■ **Work required**: Take the entries that follow and return exactly the lines from the one holding "Target: moss-covered rock" through the one holding "Identify every instance of the waterfall", both included. Nothing else is needed.
------ Records for this exercise
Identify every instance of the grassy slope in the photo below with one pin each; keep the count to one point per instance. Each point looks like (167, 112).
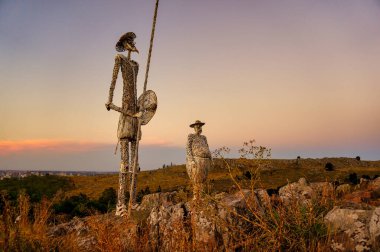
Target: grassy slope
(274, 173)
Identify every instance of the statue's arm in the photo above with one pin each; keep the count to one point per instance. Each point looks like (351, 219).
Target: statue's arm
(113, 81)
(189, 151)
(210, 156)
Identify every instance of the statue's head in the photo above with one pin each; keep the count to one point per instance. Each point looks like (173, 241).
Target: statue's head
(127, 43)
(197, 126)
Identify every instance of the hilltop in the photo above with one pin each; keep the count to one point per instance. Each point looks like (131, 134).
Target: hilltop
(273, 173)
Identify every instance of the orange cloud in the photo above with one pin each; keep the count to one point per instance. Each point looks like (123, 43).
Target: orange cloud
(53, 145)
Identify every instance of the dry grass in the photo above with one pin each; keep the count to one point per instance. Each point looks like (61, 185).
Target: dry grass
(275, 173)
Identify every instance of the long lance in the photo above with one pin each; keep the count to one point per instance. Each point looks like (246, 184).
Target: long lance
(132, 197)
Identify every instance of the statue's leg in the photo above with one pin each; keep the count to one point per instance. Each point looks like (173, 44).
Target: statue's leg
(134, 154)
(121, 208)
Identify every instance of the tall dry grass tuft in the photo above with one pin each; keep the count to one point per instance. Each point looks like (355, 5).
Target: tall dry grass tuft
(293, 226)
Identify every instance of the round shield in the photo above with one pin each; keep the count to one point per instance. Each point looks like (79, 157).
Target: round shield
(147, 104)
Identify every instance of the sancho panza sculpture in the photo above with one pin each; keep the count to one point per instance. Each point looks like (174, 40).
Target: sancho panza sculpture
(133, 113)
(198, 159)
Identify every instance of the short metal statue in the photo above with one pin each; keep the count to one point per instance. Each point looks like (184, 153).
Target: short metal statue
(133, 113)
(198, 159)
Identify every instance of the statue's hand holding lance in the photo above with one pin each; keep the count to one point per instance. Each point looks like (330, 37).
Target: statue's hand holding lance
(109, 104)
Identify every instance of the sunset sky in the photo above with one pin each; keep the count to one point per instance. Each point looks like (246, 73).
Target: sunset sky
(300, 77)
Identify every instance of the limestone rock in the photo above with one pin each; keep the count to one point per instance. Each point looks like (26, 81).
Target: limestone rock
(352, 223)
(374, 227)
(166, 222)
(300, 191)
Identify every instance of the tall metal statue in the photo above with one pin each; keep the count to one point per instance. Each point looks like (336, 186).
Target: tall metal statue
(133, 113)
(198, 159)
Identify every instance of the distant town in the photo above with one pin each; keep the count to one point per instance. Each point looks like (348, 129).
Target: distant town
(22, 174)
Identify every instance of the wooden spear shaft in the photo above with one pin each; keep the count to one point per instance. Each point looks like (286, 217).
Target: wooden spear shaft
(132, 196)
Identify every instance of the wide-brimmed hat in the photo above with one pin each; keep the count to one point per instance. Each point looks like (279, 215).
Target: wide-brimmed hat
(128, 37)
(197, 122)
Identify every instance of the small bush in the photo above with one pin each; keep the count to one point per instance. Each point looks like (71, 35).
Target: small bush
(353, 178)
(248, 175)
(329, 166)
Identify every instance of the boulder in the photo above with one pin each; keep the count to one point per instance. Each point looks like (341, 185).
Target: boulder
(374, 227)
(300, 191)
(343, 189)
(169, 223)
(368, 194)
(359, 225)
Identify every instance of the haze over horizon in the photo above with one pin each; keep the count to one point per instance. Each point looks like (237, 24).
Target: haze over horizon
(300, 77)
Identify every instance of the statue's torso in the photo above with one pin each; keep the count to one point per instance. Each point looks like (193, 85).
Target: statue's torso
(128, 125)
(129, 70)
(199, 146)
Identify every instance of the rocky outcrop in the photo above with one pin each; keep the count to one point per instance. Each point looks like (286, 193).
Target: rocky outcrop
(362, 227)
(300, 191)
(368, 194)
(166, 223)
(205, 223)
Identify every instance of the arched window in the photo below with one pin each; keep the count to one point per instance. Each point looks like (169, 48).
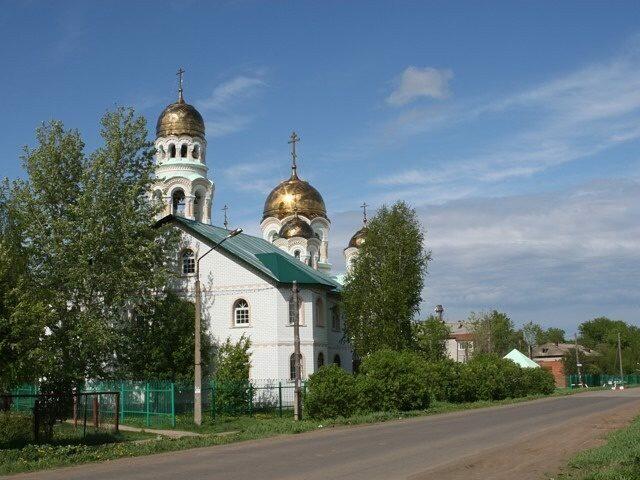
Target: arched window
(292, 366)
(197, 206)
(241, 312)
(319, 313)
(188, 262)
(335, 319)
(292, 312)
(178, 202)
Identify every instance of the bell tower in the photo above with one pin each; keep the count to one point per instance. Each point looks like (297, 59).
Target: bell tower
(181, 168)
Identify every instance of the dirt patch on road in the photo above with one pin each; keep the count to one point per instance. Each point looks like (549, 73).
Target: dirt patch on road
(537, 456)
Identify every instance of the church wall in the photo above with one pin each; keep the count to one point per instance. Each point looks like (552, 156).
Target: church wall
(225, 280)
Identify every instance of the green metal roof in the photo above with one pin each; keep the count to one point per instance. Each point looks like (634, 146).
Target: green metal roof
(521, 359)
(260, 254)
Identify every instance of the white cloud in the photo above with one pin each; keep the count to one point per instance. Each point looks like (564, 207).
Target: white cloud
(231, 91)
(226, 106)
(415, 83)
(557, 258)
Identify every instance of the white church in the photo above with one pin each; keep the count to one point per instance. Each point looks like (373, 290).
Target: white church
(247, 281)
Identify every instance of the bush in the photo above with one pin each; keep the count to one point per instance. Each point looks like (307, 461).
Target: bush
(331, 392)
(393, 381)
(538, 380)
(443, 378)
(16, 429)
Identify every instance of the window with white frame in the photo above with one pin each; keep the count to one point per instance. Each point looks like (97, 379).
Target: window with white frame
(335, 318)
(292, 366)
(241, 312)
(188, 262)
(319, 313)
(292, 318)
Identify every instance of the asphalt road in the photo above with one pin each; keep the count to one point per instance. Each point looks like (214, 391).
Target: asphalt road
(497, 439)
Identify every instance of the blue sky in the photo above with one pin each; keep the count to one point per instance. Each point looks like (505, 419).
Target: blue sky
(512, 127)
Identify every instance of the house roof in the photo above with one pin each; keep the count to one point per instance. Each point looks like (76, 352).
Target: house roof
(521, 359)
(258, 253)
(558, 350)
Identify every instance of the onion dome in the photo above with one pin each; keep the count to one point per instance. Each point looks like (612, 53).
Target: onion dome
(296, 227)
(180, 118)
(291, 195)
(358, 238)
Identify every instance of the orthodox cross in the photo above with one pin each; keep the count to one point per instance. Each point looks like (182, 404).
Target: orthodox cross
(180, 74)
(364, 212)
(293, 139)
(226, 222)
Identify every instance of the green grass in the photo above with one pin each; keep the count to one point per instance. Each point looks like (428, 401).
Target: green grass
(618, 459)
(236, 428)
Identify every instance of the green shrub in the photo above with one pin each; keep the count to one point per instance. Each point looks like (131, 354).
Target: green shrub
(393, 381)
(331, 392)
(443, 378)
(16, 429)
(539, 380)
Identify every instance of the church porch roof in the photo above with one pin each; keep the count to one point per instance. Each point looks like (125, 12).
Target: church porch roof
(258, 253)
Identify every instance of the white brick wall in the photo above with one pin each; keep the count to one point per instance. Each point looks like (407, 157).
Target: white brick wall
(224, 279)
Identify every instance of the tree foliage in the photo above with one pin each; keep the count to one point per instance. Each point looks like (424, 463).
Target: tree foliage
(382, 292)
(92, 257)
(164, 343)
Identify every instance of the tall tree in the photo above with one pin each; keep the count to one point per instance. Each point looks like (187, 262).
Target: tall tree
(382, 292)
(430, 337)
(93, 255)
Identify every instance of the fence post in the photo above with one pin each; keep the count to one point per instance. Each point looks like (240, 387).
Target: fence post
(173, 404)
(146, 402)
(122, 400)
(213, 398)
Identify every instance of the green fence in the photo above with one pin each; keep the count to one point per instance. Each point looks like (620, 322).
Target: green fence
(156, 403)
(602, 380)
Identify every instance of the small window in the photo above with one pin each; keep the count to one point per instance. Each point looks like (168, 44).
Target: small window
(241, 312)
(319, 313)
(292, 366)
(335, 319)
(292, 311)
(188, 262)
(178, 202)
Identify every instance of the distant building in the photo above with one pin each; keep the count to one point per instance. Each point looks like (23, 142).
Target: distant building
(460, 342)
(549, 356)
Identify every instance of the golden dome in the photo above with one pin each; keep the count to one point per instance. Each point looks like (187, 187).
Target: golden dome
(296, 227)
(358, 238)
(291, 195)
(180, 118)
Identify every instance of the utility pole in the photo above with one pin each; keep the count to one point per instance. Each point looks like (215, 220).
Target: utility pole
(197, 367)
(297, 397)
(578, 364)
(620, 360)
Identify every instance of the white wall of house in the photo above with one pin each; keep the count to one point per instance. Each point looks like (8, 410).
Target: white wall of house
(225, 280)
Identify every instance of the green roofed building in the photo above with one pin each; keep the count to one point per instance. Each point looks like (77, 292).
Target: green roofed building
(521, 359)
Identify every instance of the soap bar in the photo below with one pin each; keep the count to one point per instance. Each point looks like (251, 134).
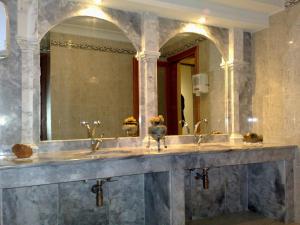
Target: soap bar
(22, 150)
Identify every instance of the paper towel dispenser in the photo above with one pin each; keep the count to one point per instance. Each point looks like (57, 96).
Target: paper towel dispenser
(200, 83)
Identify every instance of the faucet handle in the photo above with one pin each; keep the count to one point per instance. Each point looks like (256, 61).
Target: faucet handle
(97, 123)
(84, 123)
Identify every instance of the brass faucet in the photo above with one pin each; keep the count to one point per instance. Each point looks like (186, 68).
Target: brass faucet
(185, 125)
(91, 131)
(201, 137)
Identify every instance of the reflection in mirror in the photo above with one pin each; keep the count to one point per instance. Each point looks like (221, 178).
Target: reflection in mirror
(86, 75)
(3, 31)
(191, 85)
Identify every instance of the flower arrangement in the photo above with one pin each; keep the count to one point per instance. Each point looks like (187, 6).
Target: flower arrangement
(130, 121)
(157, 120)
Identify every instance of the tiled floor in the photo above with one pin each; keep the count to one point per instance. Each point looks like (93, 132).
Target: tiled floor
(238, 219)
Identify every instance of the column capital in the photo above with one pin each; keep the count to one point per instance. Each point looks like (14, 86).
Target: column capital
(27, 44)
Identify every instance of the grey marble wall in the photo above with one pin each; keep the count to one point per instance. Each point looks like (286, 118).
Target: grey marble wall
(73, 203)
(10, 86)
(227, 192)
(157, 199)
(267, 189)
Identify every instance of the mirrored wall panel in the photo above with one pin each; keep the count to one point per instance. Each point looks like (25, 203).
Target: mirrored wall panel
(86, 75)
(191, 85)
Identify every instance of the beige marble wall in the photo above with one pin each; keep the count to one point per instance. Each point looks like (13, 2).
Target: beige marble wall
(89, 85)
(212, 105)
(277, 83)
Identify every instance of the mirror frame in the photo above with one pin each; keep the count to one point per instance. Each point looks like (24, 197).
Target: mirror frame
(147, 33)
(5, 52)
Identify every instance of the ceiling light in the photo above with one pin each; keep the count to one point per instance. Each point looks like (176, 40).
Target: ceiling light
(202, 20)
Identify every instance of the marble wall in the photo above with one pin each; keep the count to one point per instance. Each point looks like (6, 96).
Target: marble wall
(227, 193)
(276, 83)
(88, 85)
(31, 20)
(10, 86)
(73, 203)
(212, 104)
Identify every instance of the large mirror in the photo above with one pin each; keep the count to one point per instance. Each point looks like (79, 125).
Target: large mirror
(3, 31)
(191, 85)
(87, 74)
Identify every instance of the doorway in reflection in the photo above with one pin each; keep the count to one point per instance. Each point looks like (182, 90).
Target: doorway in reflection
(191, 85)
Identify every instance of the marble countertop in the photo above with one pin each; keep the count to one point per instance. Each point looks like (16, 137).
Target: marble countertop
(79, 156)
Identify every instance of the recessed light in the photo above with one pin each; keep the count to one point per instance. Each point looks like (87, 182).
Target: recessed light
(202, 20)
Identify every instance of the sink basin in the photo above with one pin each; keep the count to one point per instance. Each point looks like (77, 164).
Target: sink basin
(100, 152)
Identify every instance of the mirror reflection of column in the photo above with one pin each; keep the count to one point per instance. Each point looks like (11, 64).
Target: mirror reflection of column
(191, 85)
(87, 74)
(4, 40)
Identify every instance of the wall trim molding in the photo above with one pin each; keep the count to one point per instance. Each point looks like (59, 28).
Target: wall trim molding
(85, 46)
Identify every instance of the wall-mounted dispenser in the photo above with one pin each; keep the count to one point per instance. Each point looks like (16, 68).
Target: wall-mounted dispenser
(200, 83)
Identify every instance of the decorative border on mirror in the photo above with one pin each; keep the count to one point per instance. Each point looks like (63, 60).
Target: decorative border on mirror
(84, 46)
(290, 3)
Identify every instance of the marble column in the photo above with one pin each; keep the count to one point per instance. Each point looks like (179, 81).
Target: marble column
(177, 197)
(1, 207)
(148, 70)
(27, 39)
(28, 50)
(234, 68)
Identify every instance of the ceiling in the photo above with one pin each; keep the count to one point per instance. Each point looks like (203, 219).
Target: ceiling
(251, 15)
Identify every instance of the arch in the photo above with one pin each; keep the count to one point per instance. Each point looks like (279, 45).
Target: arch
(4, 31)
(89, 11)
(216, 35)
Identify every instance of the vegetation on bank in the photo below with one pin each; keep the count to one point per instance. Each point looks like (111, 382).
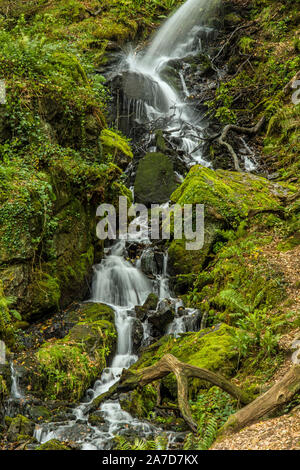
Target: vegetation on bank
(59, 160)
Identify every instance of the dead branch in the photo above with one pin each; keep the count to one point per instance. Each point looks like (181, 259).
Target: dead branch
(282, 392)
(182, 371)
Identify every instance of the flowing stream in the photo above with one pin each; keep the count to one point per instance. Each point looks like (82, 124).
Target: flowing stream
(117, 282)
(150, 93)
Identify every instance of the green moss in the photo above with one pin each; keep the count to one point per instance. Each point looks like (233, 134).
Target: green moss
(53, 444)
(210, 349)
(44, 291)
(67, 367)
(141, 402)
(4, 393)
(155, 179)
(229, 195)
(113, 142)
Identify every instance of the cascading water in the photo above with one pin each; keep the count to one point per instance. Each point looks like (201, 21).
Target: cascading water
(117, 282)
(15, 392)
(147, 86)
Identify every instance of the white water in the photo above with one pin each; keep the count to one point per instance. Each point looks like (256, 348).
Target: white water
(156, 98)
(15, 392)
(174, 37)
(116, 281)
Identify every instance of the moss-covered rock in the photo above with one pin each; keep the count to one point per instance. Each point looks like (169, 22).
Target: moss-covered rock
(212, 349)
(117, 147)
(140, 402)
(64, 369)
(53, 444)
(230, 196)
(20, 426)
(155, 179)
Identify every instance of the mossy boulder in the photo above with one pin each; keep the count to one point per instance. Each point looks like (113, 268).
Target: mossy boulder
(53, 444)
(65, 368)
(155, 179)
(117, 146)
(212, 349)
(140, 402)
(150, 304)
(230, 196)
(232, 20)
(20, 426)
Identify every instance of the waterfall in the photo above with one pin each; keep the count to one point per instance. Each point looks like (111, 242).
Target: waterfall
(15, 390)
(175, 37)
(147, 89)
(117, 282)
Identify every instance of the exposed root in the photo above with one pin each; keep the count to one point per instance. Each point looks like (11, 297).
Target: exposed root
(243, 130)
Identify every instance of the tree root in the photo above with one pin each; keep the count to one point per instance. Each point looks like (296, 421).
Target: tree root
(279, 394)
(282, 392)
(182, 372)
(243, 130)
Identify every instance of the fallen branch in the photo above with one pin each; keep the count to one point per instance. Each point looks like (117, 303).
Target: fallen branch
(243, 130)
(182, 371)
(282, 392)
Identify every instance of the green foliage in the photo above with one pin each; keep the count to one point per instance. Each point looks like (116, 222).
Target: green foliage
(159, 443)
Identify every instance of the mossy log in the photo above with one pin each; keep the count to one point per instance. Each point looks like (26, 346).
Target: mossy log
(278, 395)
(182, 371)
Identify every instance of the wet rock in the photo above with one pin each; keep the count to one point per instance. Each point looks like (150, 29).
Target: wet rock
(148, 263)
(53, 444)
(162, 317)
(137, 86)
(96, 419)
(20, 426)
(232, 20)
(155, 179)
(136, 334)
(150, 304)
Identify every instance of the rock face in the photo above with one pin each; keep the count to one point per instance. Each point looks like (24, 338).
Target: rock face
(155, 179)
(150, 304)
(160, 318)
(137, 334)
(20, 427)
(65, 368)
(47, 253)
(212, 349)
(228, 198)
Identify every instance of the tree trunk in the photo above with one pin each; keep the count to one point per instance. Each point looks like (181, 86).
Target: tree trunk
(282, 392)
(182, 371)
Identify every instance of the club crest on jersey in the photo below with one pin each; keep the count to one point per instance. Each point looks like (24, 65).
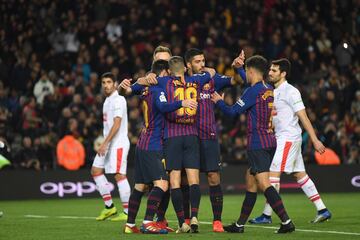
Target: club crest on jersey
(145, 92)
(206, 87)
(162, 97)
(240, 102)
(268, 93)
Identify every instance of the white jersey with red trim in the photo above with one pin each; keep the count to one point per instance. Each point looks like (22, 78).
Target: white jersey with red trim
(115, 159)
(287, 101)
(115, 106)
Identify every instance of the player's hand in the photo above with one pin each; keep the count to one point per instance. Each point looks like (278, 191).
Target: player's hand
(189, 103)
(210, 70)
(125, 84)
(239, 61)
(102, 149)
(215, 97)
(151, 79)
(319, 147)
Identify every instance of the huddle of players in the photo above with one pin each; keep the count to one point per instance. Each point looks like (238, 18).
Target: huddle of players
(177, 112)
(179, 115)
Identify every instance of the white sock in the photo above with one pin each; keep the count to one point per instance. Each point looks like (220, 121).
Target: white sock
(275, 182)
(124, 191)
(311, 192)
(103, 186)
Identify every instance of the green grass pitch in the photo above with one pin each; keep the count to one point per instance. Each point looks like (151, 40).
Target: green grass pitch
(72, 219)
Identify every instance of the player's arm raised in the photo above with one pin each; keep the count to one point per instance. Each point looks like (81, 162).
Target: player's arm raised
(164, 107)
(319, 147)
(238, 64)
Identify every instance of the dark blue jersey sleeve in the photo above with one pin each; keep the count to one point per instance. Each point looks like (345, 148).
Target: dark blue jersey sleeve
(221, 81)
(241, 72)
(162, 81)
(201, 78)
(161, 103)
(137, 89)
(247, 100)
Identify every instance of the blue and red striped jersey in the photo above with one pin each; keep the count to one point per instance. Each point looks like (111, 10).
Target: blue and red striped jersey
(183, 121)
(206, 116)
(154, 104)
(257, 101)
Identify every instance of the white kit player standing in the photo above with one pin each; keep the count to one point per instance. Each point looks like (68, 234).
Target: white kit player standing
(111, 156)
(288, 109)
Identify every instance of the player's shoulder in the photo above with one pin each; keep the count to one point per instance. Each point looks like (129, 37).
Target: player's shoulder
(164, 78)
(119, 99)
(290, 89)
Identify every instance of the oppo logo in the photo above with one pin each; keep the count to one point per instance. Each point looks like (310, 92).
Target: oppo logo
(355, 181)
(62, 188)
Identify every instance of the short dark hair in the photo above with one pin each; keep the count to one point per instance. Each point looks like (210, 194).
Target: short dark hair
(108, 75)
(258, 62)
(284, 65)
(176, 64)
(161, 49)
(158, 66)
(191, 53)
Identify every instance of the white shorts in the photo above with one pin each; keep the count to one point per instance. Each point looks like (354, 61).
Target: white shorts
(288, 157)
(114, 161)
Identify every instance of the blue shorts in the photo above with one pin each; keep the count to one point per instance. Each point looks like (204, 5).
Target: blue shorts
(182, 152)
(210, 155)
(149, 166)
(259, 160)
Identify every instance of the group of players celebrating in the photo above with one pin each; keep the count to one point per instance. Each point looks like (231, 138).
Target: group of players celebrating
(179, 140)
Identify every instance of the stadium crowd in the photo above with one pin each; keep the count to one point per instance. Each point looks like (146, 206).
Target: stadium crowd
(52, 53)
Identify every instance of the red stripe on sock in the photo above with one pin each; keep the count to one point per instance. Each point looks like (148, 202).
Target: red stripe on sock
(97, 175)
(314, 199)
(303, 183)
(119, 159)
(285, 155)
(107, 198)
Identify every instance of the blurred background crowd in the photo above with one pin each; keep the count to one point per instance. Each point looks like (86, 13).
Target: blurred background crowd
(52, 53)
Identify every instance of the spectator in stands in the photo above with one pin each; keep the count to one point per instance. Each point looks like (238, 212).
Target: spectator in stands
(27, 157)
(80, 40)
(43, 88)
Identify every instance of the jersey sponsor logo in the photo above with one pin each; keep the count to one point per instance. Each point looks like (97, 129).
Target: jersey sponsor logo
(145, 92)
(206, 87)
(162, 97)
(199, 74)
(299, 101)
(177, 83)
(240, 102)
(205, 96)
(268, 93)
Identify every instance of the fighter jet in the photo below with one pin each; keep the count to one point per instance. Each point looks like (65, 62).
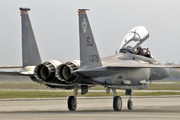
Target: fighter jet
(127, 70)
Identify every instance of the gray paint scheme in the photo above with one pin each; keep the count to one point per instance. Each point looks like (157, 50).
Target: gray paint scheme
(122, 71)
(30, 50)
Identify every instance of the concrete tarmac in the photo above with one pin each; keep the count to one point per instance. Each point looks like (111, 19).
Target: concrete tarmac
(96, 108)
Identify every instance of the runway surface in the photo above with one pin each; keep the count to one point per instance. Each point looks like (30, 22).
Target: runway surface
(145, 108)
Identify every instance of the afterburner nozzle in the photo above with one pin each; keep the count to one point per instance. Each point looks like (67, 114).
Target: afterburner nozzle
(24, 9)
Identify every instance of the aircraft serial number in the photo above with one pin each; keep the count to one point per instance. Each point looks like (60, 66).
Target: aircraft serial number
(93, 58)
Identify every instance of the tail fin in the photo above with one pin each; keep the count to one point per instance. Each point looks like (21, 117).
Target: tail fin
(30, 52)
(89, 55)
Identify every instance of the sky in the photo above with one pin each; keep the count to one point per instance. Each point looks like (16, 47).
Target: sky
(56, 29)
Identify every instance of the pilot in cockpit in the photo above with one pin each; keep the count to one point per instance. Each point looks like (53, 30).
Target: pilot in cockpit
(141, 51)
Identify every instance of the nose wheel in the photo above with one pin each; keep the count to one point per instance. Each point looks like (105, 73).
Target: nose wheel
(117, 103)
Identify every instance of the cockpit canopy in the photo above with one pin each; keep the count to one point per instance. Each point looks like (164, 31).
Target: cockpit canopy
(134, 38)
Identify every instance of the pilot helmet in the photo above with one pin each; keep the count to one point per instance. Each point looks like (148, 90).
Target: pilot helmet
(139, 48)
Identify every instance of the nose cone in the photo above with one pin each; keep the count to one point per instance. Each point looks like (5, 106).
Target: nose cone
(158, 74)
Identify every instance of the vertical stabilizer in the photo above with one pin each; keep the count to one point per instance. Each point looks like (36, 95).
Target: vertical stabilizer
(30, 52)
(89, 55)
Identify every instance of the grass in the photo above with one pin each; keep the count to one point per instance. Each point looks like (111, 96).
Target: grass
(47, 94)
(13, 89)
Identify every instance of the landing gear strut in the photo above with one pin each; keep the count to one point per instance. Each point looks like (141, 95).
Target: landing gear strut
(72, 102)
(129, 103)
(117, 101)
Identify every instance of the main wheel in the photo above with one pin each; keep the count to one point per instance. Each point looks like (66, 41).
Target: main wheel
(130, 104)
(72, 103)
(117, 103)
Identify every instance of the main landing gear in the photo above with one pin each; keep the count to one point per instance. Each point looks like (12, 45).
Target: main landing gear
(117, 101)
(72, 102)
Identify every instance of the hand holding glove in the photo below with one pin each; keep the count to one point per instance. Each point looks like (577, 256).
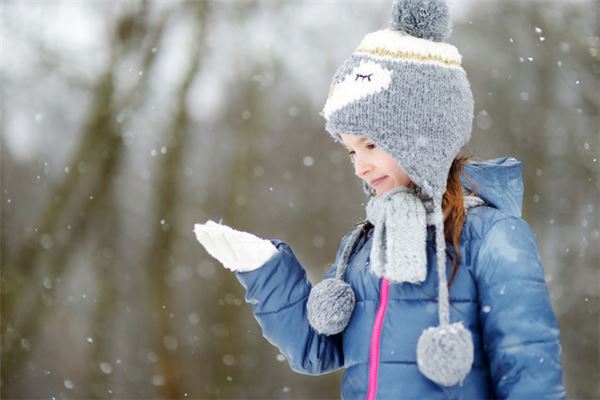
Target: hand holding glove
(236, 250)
------------
■ **Written solution**:
Target: moss-covered rock
(212, 349)
(117, 147)
(140, 402)
(64, 369)
(53, 444)
(230, 196)
(20, 426)
(155, 179)
Identify every instance of the mossy boulder in the photo above with one pin each; keep the count to one point per instance. Each point looks like (113, 268).
Target: mossy boulder
(53, 444)
(65, 368)
(155, 179)
(117, 146)
(212, 349)
(140, 402)
(150, 304)
(230, 196)
(232, 20)
(20, 426)
Identify every instance of the waterfall in the photo above with one pin each; keep the count to one point per instance. Each point looks like (111, 242).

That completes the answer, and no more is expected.